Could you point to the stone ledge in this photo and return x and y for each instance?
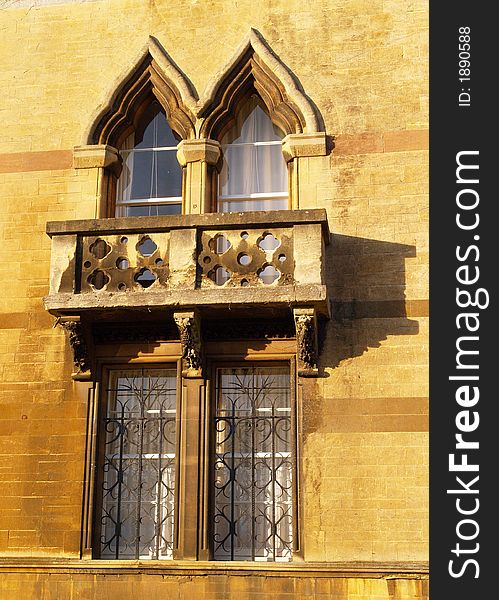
(371, 570)
(270, 296)
(271, 218)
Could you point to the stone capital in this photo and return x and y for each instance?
(208, 151)
(296, 145)
(97, 156)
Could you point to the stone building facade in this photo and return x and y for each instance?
(228, 398)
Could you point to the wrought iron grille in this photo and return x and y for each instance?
(253, 472)
(138, 471)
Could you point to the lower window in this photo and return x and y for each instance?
(253, 465)
(136, 486)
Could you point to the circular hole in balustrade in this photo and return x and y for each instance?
(219, 275)
(122, 263)
(219, 244)
(98, 279)
(146, 246)
(100, 248)
(268, 242)
(244, 259)
(145, 277)
(269, 274)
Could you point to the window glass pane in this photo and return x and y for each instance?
(253, 160)
(156, 174)
(251, 169)
(148, 172)
(252, 125)
(253, 465)
(138, 471)
(157, 134)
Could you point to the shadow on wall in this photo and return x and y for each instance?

■ TASK TO COMPLETE: Rescale the material above by reproducing every line, requests included, with each x and y coordinate in the answers multiplied by 2.35 and rounded to a whole number, halves rounding up. Leave the picture out of your answer.

■ OUTPUT:
Could you point to the stone ledge in this photo and return x and y for each instance?
(872, 1340)
(635, 696)
(637, 512)
Could you point to the stone capital in this photo and return x and y for each instance?
(489, 355)
(696, 341)
(228, 367)
Could you point to the stone building facade in this photo and return x and y for each instance?
(536, 935)
Could you point to the wrought iron grille in this photo and return x and y for each instance?
(595, 1109)
(324, 1107)
Could you point to the lower window in this photo and return x and y for each instance?
(595, 1093)
(320, 1142)
Could you point to the circular hole in balustrade in this photo and return x and y for each instance?
(515, 646)
(287, 618)
(515, 573)
(230, 656)
(343, 578)
(235, 583)
(630, 569)
(573, 609)
(341, 651)
(632, 644)
Could you point to the window glass pane in this photo and return x and y for each instance?
(595, 376)
(367, 409)
(590, 397)
(348, 404)
(592, 294)
(595, 1093)
(324, 1107)
(369, 315)
Could you point to the shadow on wall in this photo and return x and y for each instance?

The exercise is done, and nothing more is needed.